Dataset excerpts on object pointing

---

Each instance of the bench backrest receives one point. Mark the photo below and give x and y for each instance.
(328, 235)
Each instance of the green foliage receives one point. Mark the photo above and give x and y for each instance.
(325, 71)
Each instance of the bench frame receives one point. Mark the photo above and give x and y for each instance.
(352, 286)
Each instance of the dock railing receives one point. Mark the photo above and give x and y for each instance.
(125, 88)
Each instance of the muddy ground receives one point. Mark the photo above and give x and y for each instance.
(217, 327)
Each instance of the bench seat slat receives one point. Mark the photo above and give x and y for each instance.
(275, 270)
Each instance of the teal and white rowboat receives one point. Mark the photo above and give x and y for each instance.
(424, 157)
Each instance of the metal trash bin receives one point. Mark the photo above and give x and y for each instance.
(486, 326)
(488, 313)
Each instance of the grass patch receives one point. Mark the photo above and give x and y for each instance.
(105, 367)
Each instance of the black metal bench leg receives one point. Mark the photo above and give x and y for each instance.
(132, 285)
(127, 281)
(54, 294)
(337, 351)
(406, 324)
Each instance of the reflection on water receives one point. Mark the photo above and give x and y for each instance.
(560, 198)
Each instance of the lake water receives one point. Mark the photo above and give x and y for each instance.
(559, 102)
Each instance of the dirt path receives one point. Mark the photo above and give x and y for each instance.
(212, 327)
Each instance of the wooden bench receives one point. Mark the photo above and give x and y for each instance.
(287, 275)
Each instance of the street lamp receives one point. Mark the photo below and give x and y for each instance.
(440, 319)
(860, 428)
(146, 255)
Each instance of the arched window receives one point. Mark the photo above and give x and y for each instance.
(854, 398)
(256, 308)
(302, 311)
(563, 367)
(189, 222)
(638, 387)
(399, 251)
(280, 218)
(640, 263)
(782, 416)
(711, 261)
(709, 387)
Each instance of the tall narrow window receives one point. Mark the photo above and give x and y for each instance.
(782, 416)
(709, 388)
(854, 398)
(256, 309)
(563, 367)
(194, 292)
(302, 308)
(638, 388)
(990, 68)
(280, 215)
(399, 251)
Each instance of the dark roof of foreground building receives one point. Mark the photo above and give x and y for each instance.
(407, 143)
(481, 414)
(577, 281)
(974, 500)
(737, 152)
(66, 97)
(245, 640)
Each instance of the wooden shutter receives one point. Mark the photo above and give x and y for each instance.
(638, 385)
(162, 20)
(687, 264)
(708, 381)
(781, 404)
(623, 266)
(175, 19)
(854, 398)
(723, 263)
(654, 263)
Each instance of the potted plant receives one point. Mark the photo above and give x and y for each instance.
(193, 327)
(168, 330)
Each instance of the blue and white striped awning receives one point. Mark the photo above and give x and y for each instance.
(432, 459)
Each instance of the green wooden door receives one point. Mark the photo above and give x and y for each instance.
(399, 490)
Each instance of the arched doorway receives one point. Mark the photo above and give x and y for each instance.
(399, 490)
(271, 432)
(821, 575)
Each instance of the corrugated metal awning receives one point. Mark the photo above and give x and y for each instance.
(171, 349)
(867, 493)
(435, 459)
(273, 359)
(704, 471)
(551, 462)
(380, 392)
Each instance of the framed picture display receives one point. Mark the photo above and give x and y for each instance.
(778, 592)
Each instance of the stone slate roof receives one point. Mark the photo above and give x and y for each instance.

---

* Prompt:
Repeat every entry word for word.

* Task solution:
Each instance of the bench backrest receives one point. Mark the photo below and give x and y for each instance.
(328, 235)
Each instance of the green foliage receives one point. Mark the photo above and give x and y for each instance.
(325, 71)
Each instance of the bench frame receives one point. Mark the photo above and give x and y for each instance.
(352, 286)
Each instance of the dock railing receives one point. Mark the photo above and give x and y for each instance.
(125, 88)
Each instance of the muddy ground receives one point. Mark the photo above and give x and y for each instance.
(217, 327)
Each instance of the bench seat slat receives one point. Mark the photo above and give x and y for each instance.
(275, 270)
Each instance of the teal and white rowboat receives one point. Mark the photo above and give x and y for each instance.
(424, 157)
Each instance of the metal trash bin receives one point. Mark the photo above and give x and y for each instance.
(486, 326)
(488, 313)
Each instance of the grass patch receives one point. Mark the photo above and give x and y for each instance.
(105, 367)
Each instance of the black metal bench leg receives one point. Mark the photo above and give x and y for each instance.
(132, 285)
(127, 281)
(54, 294)
(337, 351)
(406, 324)
Each instance of the reflection on water receives one point. Mark the photo above and give x and y for each instance.
(560, 198)
Each instance of the lake water receives one point. Mark the photo above and give x and y for each instance.
(559, 102)
Each instance of the dirt path receives one point. Mark the photo above and give x and y for each instance.
(212, 327)
Each instance of the wooden bench receives one point. Mark the photo above and give x and y for each instance.
(287, 275)
Each instance of the street lamp receives one point. Mark the photo below and give x and y for each instance.
(440, 319)
(860, 428)
(146, 255)
Each instance of the arched window receives one point. Mark the photo above and give x and y for each instance.
(854, 398)
(256, 308)
(302, 311)
(563, 367)
(189, 222)
(638, 387)
(399, 251)
(280, 218)
(640, 263)
(782, 416)
(711, 261)
(709, 387)
Each instance of the tall narrow window receives one point. Mark the photo above and give x and y for each instance.
(782, 416)
(709, 388)
(854, 398)
(256, 309)
(563, 367)
(194, 292)
(302, 308)
(638, 388)
(990, 68)
(280, 215)
(399, 251)
Each instance of the dark roof of foreground building receives one point. Mark the photo above and give x and y for each instance.
(407, 143)
(481, 414)
(577, 281)
(974, 500)
(737, 152)
(66, 97)
(245, 640)
Each instance of the wooden shutter receives one point. Mark the photo above and give x and y for each instance.
(638, 385)
(162, 20)
(687, 264)
(708, 381)
(781, 404)
(623, 266)
(175, 19)
(854, 398)
(723, 263)
(654, 263)
Each instance of the potted plant receives one point. Mark the photo above and give x and y for each instance.
(193, 327)
(168, 330)
Each instance of the blue and white striped awning receives one point. Mark the photo above and give x and y for each instance.
(432, 459)
Each instance of the green wooden door receives one point. Mark the photo above and give x and y for each instance.
(399, 490)
Each instance of the arched doorway receives one point. Mark the photo above and give x and y for each instance.
(399, 490)
(271, 432)
(821, 575)
Each instance of the corrugated metal awning receives one point. Mark the photo above and give x and y for each instance.
(171, 349)
(867, 493)
(435, 459)
(273, 359)
(704, 471)
(551, 462)
(380, 392)
Each instance of the framed picture display receives one point. Mark the photo above and give x and y for each instance.
(778, 592)
Each instance of the stone slate roof receives one point. Mark the photo above and give x and y for each instance.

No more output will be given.